**Data for analysis**

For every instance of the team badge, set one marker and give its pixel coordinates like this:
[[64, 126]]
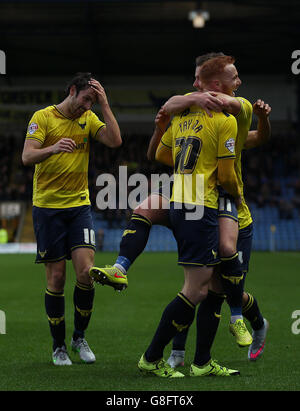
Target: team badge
[[229, 144], [32, 128]]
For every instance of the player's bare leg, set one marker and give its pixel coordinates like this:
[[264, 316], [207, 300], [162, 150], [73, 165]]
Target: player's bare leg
[[83, 260], [153, 210], [55, 309]]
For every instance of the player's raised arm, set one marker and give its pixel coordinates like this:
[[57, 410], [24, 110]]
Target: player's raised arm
[[33, 153], [162, 120], [206, 100], [110, 134], [263, 133]]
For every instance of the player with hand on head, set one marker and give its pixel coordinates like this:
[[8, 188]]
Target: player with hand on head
[[57, 143]]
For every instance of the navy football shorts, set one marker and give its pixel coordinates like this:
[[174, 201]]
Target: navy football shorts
[[197, 240], [227, 207], [59, 231]]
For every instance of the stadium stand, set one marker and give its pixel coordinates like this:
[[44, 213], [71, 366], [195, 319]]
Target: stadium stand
[[271, 175]]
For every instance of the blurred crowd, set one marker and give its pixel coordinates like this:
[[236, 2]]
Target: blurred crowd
[[271, 172]]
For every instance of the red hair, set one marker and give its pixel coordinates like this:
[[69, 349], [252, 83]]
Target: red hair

**Task to complete**
Return every line above in which the string "hair" occurs.

**Response to this exercise**
For every instance of the red hair, set one marker and give its pixel coordinates like this:
Target: red hair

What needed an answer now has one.